_AIM OF THE TASK_. Print the line that has "Expected behaviour: place one point on the smiling" in it, then every remaining line of the data, exactly and without anything extra.

_PROVIDED DATA_.
========================================
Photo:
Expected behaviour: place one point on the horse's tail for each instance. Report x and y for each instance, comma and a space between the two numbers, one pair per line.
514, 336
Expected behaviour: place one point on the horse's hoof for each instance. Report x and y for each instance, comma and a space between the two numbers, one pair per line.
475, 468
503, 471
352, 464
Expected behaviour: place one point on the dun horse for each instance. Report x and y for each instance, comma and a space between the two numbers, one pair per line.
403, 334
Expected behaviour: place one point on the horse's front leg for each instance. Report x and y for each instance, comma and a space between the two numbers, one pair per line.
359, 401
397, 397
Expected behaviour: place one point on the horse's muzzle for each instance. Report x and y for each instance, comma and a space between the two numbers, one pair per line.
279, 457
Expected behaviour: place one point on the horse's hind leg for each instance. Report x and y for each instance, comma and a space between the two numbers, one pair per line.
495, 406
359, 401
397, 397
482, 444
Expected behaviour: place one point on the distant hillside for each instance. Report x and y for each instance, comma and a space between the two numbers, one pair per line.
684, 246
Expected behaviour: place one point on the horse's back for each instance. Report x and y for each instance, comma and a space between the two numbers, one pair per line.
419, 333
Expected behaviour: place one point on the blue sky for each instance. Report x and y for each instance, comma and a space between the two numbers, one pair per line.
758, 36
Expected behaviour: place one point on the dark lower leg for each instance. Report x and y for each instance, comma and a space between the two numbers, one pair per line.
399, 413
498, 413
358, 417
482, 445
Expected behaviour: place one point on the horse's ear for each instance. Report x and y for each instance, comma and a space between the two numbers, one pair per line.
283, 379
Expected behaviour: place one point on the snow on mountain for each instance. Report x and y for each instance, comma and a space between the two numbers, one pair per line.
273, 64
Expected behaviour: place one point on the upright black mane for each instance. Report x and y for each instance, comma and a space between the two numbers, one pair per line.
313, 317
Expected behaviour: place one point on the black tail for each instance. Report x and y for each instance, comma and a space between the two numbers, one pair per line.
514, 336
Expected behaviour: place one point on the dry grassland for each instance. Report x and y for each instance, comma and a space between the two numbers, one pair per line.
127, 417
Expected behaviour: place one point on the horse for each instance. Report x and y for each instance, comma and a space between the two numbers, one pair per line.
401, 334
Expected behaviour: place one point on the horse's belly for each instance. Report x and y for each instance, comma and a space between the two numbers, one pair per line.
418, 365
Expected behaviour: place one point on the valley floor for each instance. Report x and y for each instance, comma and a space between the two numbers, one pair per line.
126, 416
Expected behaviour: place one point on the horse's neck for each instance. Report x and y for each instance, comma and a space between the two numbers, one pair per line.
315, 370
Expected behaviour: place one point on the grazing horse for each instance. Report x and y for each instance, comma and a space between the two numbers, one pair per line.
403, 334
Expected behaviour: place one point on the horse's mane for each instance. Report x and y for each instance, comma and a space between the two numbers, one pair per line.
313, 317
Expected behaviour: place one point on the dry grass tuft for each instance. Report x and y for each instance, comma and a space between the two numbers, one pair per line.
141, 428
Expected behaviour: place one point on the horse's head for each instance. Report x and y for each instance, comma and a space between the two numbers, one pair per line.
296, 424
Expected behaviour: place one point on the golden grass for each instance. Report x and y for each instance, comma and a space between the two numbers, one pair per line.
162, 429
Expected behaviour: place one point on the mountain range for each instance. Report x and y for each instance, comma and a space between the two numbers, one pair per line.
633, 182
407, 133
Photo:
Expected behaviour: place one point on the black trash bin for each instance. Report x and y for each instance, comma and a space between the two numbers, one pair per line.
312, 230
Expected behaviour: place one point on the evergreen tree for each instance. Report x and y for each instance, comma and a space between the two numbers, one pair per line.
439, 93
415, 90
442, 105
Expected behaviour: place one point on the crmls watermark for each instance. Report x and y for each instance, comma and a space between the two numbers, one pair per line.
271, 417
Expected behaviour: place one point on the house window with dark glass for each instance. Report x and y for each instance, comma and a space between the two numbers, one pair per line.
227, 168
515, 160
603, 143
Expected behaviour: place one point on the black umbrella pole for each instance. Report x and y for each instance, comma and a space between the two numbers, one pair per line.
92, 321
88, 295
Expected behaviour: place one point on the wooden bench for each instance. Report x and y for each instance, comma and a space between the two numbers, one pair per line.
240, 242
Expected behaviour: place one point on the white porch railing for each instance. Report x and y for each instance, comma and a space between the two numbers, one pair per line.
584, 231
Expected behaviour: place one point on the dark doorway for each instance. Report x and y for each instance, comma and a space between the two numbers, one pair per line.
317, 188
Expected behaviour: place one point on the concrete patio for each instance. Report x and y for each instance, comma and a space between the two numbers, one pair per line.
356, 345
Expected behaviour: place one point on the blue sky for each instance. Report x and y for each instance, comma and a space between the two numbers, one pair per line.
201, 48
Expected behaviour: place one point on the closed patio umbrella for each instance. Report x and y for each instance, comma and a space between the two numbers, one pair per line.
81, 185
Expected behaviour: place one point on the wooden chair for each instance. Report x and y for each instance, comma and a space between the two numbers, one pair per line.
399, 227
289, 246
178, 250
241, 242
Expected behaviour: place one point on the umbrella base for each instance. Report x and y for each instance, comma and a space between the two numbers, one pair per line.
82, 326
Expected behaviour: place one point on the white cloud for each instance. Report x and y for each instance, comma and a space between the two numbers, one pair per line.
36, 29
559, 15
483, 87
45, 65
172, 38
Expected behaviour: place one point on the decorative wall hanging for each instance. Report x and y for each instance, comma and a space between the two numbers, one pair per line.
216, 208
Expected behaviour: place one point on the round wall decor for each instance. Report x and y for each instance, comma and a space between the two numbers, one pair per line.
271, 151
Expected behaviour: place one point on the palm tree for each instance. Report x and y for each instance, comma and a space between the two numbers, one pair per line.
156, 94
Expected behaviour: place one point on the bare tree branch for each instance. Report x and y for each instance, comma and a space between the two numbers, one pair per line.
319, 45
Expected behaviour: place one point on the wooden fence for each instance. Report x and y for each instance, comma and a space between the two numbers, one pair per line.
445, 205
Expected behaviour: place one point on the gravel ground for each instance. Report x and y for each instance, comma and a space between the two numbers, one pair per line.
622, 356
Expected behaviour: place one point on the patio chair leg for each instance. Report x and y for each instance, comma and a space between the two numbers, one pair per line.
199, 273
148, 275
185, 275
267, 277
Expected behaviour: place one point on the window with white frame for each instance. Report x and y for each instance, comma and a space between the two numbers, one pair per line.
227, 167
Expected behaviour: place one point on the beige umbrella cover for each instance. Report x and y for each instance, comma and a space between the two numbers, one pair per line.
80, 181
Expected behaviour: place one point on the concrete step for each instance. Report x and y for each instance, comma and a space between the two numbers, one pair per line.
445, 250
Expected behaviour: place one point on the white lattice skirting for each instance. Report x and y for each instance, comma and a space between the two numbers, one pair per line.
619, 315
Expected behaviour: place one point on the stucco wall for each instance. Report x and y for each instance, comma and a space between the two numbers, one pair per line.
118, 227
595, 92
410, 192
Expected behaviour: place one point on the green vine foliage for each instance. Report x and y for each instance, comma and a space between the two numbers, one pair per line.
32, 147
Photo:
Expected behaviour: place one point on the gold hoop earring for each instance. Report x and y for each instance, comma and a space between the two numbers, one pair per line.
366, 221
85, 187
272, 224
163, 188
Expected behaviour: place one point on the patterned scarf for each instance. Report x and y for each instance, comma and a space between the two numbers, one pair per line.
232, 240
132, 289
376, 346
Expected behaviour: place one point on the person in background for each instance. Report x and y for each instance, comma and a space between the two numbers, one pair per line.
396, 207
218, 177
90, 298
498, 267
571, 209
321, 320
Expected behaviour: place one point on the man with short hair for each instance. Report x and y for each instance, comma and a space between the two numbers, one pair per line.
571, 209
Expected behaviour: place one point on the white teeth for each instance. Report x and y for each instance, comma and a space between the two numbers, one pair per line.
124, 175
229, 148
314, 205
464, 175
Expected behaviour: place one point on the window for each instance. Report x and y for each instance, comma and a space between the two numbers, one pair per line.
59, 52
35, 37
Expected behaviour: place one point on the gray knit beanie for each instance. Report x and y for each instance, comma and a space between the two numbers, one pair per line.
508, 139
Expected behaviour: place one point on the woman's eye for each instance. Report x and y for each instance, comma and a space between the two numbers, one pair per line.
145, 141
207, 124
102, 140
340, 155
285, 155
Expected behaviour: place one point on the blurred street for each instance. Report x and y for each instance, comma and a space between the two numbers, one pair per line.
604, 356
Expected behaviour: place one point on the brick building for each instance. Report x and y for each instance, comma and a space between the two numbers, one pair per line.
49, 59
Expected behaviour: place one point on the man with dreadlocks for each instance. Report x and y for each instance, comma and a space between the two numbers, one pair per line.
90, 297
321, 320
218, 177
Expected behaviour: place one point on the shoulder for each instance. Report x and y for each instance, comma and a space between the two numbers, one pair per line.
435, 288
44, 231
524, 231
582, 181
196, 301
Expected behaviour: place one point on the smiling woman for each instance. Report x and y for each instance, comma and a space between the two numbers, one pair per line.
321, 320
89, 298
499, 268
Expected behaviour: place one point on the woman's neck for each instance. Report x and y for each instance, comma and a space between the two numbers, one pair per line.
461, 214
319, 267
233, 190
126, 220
========================================
_THE COMPLETED TASK_.
Expected behaviour: place one point on the smiling woman for each instance. Report x and y for each instance, comma and a space between the two numbers, one pair per line.
321, 320
89, 298
499, 268
Expected behaviour: place one point on the woman's neck for each instance. Report x and y for each instance, comma and a space between the two numbers, one pair per line.
461, 214
319, 267
233, 190
126, 220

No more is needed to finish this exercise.